_Activity:_ Reproduce each of the following records without any deviation.

_Given information:_
───

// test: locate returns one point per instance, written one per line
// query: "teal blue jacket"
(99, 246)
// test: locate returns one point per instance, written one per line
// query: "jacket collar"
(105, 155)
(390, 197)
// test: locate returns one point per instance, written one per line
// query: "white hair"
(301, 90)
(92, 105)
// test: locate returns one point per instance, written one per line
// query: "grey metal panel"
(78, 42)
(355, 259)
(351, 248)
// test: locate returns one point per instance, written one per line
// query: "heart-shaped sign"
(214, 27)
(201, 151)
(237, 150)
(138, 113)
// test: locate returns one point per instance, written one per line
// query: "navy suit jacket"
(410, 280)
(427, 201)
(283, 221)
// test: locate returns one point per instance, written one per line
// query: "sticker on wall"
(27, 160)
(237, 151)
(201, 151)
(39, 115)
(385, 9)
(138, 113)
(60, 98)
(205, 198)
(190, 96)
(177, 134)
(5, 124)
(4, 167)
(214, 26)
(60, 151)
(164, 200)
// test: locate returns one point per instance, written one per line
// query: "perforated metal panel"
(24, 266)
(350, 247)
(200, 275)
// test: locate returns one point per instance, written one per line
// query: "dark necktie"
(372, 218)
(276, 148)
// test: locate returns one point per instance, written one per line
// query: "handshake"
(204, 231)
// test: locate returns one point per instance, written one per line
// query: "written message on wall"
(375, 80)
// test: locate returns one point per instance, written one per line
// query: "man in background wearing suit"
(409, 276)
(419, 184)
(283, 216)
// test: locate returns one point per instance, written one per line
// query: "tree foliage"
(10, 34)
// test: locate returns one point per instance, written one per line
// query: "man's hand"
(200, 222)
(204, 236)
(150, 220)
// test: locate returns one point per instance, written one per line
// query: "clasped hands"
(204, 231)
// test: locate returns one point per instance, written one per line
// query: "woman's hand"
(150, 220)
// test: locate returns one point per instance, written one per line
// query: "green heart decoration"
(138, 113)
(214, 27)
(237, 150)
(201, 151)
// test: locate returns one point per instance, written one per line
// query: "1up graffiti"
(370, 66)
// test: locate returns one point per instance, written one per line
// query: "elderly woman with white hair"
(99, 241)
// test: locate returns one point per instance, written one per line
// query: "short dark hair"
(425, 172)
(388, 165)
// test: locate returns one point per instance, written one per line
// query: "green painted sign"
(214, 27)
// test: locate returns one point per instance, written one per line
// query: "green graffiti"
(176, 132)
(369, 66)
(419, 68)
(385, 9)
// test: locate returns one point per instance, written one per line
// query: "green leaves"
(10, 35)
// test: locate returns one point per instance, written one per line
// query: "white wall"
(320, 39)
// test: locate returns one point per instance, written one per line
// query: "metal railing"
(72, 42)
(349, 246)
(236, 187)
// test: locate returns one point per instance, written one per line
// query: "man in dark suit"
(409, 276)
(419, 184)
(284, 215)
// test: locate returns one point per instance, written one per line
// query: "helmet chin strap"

───

_Written reply:_
// test: locate returns one point per instance, written one per line
// query: "teal blue jacket"
(99, 246)
// test: locate returns one point per instance, written one per line
// query: "jacket collar"
(105, 155)
(390, 197)
// test: locate returns one point per instance, written one per line
// query: "white hair"
(301, 90)
(92, 105)
// test: locate returns one point per instance, written one per line
// query: "grey metal panel"
(78, 42)
(355, 259)
(351, 248)
// test: locate returns one point per instance, written one per line
// query: "heart-shaped sign"
(214, 27)
(201, 151)
(237, 150)
(138, 113)
// test: locate returns one point per instance, written one per line
// query: "navy suit jacket"
(410, 280)
(427, 201)
(283, 221)
// test: locate returns one point per instance, written one per line
// query: "sticker on wall"
(27, 160)
(237, 151)
(201, 151)
(39, 115)
(385, 9)
(138, 113)
(60, 98)
(205, 198)
(190, 96)
(177, 134)
(5, 124)
(4, 167)
(214, 26)
(60, 151)
(164, 200)
// test: locate returns one point per instance, written one per line
// query: "perforated metal panel"
(24, 266)
(350, 247)
(200, 275)
// test: locate returns one point per instance, written one per line
// query: "dark necktie"
(372, 218)
(276, 148)
// test: locate returns one point per instance, written one per line
// query: "handshake"
(204, 231)
// test: locate returns one point per instance, written one per line
// query: "written message on wall"
(375, 80)
// test: locate returns one point per instance, written one per line
// query: "man in background wearing suit"
(409, 276)
(419, 184)
(283, 216)
// test: locate returns one point per instance, written one per line
// query: "tree foliage"
(10, 34)
// test: locate returns one point per instance, written one per line
// query: "man's hand"
(200, 222)
(204, 236)
(150, 220)
// test: locate returns one point per instance, written one per line
// query: "clasped hands"
(204, 231)
// test: locate returns one point per instance, written one per line
// query: "woman's hand"
(150, 220)
// test: locate returns one point per instance, written one per line
// query: "green heart decoration"
(138, 113)
(214, 27)
(237, 150)
(201, 151)
// test: locate returns one point per instance, written one per line
// query: "1up graffiti"
(370, 66)
// test: locate returns one point per instance, written one per line
// query: "elderly woman with white hair"
(99, 241)
// test: locate returns one point per instance, written one per line
// query: "short dark hair"
(425, 172)
(388, 165)
// test: locate returns one point per instance, written one per line
// query: "green painted sign"
(214, 27)
// test: locate returns one point per instance, written one per line
// query: "green graffiti"
(176, 132)
(369, 66)
(419, 68)
(385, 9)
// test: locate returns one point per instance, written one per line
// query: "green leaves"
(10, 35)
// test: locate returns one point per instance, written one per line
// query: "white wall"
(320, 39)
// test: locate returns one point per instance, written one per line
// query: "metal railing"
(72, 42)
(349, 246)
(236, 187)
// test: locate returns one point per instance, written one per line
// query: "man in dark suit"
(409, 276)
(419, 184)
(284, 215)
// test: locate returns one point per instance, written one per line
// query: "helmet chin strap"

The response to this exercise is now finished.